What to produce: Copy out all lines in the data below containing the string "query".

(Saved entries)
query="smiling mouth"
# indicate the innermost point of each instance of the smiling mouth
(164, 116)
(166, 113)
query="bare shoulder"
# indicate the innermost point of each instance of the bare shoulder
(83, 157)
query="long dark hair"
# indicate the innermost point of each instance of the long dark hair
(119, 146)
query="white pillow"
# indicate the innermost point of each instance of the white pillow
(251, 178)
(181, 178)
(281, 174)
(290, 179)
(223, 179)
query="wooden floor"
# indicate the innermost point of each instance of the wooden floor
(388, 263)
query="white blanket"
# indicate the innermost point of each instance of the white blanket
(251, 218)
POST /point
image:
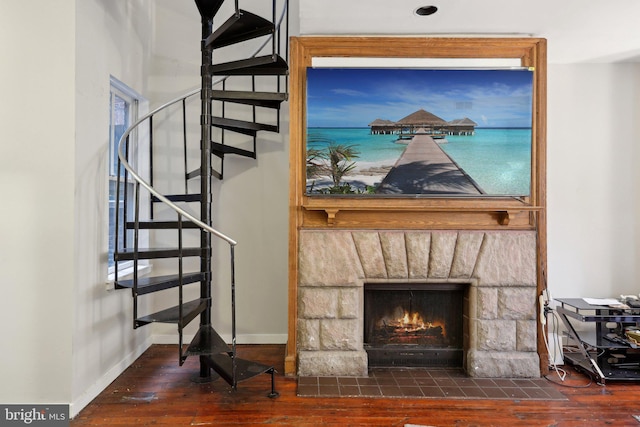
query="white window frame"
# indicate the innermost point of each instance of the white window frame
(137, 107)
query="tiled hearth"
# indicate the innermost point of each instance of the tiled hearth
(428, 383)
(498, 267)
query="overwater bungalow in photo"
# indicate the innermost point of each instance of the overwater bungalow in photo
(425, 121)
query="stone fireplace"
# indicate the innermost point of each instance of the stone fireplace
(498, 267)
(414, 324)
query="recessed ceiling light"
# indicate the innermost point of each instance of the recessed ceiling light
(426, 10)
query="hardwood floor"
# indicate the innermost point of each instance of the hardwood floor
(155, 391)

Response for this exercise:
query="smiling mouth"
query="bare shoulder"
query="long dark hair"
query="white pillow"
query="wooden floor"
query="white blanket"
query="white window frame"
query="tiled hearth"
query="overwater bungalow in photo"
query="stone fireplace"
query="recessed ceiling light"
query="hardwood floor"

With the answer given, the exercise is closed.